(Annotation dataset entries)
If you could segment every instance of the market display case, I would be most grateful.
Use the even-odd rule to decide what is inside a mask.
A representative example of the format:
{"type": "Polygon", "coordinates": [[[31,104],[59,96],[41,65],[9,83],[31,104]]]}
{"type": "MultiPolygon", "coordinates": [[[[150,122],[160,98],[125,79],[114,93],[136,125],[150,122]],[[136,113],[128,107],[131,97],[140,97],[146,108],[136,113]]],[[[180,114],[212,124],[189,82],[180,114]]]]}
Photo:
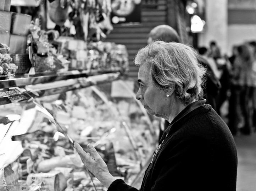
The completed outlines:
{"type": "Polygon", "coordinates": [[[157,136],[132,80],[73,71],[0,82],[0,190],[105,190],[74,142],[93,144],[113,175],[139,188],[157,136]]]}

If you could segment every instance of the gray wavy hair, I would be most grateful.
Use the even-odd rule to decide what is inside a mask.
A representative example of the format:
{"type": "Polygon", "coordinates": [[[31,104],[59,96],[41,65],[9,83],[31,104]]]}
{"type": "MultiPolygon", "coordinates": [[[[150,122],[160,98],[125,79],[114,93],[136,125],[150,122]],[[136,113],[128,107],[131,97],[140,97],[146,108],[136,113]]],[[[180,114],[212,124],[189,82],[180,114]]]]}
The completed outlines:
{"type": "Polygon", "coordinates": [[[134,62],[138,66],[146,65],[157,88],[168,91],[174,87],[177,98],[184,105],[202,98],[206,69],[189,46],[155,41],[140,50],[134,62]]]}

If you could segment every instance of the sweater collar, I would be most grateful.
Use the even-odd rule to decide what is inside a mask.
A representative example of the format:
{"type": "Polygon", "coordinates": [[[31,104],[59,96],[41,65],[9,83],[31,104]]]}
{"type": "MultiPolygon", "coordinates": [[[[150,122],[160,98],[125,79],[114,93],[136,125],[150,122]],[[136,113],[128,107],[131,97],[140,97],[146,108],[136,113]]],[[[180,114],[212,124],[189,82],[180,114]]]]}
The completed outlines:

### To do
Count the lines in the rows above that contain the word "grateful". Reply with the number alone.

### Task solution
3